Reproduce verbatim the entries that begin at the line containing "blurred foliage shown in this photo?" and continue through the end of the entries.

— START Provided records —

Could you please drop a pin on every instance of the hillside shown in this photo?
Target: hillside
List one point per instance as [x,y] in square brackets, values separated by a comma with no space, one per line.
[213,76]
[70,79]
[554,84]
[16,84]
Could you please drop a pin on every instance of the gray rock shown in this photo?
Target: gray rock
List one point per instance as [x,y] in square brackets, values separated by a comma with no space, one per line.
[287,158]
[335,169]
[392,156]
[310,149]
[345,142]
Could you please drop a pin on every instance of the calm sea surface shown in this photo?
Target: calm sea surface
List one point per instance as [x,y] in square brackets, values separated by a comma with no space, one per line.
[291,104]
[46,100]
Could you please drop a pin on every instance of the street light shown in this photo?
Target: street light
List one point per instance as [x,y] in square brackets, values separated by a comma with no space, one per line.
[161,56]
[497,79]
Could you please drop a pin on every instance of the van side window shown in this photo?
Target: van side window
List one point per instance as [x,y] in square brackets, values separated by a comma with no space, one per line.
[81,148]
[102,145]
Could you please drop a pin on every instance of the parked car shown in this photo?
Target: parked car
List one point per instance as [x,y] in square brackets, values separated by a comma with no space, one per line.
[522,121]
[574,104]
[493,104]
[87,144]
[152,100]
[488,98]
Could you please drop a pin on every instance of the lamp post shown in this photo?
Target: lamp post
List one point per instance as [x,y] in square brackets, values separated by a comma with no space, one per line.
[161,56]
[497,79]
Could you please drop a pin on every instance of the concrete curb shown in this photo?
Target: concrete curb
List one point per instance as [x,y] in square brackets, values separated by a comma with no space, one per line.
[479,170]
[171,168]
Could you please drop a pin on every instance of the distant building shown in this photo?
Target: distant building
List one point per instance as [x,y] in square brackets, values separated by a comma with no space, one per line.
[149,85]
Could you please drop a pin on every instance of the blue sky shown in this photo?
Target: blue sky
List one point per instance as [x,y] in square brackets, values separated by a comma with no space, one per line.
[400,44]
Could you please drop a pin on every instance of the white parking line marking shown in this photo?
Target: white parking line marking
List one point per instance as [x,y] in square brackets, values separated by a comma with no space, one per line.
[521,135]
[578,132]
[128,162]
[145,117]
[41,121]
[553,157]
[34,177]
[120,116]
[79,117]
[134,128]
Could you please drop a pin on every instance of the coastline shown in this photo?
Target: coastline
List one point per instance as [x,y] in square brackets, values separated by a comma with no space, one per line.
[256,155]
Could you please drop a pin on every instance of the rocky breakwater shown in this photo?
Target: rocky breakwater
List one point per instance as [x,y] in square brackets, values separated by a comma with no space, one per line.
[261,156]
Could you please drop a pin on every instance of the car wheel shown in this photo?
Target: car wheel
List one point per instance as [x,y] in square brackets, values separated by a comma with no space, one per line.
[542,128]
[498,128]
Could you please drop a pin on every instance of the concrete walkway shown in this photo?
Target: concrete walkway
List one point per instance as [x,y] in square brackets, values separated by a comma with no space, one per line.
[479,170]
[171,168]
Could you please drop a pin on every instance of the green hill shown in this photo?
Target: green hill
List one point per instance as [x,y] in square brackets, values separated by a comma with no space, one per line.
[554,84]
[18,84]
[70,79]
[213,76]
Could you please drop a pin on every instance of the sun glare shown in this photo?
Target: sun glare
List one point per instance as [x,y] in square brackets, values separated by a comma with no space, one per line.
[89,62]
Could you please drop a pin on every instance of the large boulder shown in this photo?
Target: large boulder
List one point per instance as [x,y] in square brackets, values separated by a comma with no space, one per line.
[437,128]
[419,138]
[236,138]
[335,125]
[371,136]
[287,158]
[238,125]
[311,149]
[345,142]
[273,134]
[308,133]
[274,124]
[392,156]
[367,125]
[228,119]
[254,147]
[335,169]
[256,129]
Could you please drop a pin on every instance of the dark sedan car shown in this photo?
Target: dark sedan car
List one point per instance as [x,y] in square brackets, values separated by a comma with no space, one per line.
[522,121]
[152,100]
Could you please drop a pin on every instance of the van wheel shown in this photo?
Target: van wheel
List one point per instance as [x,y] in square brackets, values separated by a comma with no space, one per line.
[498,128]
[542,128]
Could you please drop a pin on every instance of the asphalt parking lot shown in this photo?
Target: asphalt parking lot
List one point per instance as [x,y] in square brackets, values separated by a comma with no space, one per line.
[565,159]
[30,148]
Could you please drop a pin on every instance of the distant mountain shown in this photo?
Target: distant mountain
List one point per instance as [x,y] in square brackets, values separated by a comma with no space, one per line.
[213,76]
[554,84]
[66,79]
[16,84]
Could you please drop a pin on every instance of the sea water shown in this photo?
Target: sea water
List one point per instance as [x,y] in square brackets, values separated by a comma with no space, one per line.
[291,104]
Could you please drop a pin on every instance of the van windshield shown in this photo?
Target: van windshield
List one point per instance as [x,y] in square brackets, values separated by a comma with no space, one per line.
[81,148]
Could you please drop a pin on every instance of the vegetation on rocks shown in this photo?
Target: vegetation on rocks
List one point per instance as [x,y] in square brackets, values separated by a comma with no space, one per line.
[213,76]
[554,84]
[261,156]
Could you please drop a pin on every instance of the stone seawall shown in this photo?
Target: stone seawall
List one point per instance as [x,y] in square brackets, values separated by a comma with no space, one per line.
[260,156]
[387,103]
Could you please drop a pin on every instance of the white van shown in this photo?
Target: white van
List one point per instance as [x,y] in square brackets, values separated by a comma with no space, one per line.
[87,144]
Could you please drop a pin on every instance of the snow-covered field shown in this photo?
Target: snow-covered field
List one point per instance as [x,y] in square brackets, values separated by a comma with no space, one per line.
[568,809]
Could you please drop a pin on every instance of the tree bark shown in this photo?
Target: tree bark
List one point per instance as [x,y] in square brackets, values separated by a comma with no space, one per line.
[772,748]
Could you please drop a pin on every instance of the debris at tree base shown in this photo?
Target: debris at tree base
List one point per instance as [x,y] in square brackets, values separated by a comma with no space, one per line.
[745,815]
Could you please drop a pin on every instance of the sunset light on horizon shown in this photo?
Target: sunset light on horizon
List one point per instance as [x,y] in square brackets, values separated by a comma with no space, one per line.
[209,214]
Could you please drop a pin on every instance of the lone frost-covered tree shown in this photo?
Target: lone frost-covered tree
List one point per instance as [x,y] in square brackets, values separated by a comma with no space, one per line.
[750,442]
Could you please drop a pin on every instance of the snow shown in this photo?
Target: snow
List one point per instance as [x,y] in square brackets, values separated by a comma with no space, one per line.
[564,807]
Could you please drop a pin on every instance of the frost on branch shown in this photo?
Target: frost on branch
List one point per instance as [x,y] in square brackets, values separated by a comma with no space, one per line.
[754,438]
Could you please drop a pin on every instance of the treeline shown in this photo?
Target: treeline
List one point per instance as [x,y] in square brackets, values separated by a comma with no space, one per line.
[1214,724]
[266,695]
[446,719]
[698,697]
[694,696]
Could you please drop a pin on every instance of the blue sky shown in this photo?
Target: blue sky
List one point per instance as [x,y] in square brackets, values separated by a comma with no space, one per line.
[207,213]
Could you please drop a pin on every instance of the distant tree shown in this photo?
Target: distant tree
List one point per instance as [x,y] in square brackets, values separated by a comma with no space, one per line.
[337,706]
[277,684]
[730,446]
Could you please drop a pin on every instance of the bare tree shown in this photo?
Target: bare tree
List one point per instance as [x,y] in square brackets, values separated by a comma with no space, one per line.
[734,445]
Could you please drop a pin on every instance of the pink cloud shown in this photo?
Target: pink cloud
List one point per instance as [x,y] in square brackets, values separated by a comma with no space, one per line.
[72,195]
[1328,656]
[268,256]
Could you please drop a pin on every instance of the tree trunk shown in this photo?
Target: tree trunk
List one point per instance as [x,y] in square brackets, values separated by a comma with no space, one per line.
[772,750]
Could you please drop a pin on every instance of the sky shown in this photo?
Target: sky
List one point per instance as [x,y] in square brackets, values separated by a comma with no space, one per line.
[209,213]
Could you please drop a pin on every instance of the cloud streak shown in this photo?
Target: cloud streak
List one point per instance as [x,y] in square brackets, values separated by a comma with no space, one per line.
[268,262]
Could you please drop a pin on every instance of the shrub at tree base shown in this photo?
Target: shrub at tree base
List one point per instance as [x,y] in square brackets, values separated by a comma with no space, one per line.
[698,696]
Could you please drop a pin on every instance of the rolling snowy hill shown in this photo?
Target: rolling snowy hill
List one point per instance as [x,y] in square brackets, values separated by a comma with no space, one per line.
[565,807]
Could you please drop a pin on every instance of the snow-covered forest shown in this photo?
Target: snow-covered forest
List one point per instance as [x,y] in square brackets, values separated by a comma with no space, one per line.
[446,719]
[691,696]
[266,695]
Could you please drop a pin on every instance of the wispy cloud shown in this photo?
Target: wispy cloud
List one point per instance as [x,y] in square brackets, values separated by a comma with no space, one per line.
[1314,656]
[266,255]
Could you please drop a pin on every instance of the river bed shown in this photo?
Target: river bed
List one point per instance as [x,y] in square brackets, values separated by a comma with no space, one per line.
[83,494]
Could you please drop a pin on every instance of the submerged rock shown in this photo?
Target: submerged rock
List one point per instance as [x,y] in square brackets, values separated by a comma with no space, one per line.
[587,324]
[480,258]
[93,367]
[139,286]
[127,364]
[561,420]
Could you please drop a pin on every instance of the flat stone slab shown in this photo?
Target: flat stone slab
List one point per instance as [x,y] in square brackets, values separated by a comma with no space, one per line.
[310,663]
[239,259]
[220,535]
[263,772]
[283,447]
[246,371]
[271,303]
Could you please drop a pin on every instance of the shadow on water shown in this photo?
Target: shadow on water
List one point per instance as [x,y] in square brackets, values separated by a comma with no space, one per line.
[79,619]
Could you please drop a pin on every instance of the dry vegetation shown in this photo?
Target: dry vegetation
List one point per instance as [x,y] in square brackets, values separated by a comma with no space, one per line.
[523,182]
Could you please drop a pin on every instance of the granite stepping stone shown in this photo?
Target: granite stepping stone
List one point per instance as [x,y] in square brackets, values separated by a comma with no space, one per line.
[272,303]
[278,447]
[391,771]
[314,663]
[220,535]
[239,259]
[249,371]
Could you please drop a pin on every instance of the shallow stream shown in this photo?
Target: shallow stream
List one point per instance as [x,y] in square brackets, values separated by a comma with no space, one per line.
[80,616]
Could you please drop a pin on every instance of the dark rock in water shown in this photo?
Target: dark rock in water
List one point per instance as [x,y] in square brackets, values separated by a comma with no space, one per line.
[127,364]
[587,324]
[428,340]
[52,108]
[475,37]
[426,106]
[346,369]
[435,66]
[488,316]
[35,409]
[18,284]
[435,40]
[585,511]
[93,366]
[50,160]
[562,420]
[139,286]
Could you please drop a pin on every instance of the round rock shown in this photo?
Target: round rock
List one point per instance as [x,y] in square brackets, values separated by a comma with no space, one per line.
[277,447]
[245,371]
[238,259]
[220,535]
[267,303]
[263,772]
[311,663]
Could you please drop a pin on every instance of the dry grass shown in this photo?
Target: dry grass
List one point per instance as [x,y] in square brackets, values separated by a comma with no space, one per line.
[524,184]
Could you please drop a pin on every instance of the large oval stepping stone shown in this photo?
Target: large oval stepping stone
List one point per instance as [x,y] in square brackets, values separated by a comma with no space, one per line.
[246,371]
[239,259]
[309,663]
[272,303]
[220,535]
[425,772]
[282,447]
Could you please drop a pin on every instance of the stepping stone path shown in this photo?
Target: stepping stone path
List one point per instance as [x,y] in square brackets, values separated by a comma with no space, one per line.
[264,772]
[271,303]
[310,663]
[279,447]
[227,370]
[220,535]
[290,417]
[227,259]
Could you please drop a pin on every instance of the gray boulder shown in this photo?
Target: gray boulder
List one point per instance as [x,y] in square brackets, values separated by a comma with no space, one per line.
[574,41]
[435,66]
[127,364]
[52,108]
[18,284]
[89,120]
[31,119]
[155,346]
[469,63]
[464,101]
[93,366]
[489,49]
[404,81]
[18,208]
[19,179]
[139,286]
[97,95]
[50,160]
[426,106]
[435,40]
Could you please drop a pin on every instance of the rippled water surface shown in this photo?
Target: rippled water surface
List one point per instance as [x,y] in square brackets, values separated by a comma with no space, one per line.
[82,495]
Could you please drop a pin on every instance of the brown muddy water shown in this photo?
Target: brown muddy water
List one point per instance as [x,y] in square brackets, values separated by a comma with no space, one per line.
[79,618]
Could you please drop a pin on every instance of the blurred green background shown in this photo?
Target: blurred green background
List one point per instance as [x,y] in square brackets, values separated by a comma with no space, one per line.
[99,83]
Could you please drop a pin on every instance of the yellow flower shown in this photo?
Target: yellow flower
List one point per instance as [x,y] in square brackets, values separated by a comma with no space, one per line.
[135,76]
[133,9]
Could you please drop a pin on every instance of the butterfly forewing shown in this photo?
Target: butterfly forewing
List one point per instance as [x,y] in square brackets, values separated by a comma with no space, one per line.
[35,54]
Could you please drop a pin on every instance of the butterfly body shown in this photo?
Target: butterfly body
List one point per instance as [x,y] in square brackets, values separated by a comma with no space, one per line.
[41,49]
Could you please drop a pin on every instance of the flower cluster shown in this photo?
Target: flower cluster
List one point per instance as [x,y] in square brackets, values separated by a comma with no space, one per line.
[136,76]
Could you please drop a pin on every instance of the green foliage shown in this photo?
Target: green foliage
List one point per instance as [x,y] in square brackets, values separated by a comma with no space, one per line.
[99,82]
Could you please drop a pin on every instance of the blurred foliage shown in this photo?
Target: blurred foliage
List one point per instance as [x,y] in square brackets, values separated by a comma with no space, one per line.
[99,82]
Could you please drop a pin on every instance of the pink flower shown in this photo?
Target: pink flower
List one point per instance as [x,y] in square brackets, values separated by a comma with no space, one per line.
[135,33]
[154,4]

— END Provided records —

> Finished answer:
Could you please drop a pin on every instance of the blurred foliage shown in this photo?
Target: blurred foliage
List one point per instance as [x,y] in square brackets, values separated by a comma with no space, one per line.
[99,82]
Could you please drop a pin on every instance of the pink flower shown in this photo?
Target: pink flower
List one point per instance as [x,y] in square brackets, values separated by a comma with no space, one per line.
[135,33]
[154,4]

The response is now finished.